According to the text on plant variety protection, which asexually propagated plants are left out of the Plant Patent Act of 1930?

_Source extract_.
__________

One area of patent law that can be rather confusing surrounds the area of plant varieties. Since the Plant Patent Acts of 1930, the Patent Act of 1952 and the Plant Variety Protection Act (PVPA) of 1970, plants and the breeders that produce them are protected under the Patent Act as a utility patent.
Protected under the Plant Patent Act of 1930 are plants that are asexually propagated, except plants that are propagated by tubers. The guidelines for such protections are that the plant must be distinct from any other cultivar. Plant breeders control the propagation and sale of such plants and the protection lasts for 20 years. If someone were to sell such plants or cultivars without permission from the breeder could be prosecuted under the law for violating the patent. Anyone who sells the cultivar without permission from the patent owner can be prosecuted under the law and could be liable for damages.
An exception to this rule is wild plants. While a plant that grows in the wild cannot be patented, the novel use of a wild plant or a gene found within it can be protected under the law with a utility patent. This patent also lasts for a period of 20 years. This sort of patent is often employed by biotechnology companies who want to control novel use of such genes through their own specific technologies.
Under the PVPA of 1970, a sexually propagated plant variety is also included and covers varieties of plants that are propagated by tubers. In order to obtain a plant variety certificate, four requirements must be met: The variety must be new, it must be distinct from any other variety that is known, the plant variety must have uniformity and any variations must be both predictable and acceptable and it also must be considered stable. This means that when the plant is reproduced, the characteristics which are distinct to the variety must remain unchanged by reproduction.

__________

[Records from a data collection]
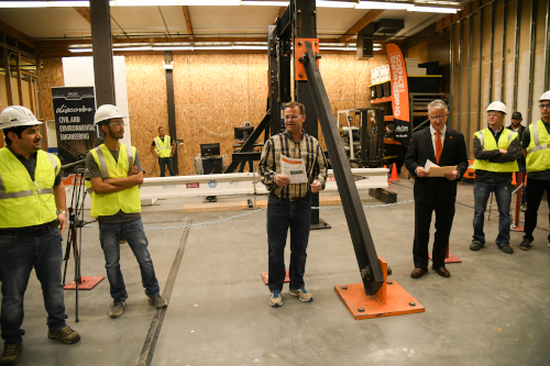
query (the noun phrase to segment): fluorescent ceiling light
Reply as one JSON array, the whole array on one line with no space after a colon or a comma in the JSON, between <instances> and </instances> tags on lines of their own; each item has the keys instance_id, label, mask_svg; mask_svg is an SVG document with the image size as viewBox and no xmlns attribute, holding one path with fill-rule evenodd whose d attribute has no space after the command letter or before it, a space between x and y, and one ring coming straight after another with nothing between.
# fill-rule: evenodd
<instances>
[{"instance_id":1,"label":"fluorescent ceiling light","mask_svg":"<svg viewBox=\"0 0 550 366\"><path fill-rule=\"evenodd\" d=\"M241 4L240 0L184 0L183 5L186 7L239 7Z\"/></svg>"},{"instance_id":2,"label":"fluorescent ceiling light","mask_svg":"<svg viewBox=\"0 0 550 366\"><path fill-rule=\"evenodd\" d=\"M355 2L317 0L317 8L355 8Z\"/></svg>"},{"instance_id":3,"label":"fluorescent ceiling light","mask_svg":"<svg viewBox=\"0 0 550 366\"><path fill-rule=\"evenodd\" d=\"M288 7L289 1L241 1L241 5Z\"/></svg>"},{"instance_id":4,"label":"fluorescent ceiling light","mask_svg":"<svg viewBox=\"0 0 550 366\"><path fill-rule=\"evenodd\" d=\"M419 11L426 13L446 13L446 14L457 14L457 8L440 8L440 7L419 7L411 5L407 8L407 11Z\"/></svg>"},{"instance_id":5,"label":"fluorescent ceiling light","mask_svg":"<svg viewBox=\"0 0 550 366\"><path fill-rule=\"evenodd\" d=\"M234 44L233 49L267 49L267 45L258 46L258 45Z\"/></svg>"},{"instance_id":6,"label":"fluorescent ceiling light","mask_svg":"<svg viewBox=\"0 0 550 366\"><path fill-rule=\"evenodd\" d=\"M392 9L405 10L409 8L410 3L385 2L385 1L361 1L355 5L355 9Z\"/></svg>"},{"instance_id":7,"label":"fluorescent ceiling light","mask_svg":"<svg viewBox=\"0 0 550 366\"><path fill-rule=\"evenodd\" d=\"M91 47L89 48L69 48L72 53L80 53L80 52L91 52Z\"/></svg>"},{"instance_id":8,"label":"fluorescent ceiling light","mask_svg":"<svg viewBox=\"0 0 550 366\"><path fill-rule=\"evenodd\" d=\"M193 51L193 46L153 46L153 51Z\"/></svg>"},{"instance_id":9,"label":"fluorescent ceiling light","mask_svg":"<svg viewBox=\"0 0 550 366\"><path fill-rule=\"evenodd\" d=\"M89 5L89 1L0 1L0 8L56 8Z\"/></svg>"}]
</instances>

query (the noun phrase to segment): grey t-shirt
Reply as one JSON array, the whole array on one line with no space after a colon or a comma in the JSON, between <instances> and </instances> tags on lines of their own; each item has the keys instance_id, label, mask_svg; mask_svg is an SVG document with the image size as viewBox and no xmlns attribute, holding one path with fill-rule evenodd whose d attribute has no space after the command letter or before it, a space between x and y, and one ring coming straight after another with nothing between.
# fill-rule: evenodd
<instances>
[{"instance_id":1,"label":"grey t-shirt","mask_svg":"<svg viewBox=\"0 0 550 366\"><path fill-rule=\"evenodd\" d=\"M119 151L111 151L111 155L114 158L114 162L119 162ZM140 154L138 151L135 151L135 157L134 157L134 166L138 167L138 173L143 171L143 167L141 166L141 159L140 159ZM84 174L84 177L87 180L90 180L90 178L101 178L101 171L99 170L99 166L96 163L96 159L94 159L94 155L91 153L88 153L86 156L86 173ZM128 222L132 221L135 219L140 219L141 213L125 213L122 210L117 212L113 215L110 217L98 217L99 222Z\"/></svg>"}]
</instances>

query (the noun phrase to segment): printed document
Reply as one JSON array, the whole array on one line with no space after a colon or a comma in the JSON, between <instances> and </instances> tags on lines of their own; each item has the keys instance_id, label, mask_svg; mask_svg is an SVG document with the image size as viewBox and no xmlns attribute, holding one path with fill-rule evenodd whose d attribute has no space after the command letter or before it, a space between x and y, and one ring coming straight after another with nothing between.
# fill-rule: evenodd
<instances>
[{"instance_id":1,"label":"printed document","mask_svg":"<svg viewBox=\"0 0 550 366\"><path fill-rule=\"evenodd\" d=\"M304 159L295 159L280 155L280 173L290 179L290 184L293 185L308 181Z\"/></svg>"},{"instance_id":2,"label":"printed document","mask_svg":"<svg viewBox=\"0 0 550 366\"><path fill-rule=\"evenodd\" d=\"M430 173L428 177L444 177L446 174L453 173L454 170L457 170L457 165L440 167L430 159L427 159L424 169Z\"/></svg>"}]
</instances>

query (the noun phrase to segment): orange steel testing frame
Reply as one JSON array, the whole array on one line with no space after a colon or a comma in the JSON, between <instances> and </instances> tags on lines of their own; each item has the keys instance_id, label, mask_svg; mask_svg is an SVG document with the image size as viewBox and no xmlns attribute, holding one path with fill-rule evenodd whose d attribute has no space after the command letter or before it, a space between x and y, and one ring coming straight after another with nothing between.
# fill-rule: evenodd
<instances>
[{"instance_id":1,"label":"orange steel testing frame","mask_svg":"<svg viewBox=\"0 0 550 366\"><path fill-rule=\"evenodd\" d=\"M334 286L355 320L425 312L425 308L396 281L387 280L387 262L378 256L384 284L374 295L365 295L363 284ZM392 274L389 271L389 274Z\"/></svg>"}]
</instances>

__________

_Answer for the task_. Plants that are propagated by tubers.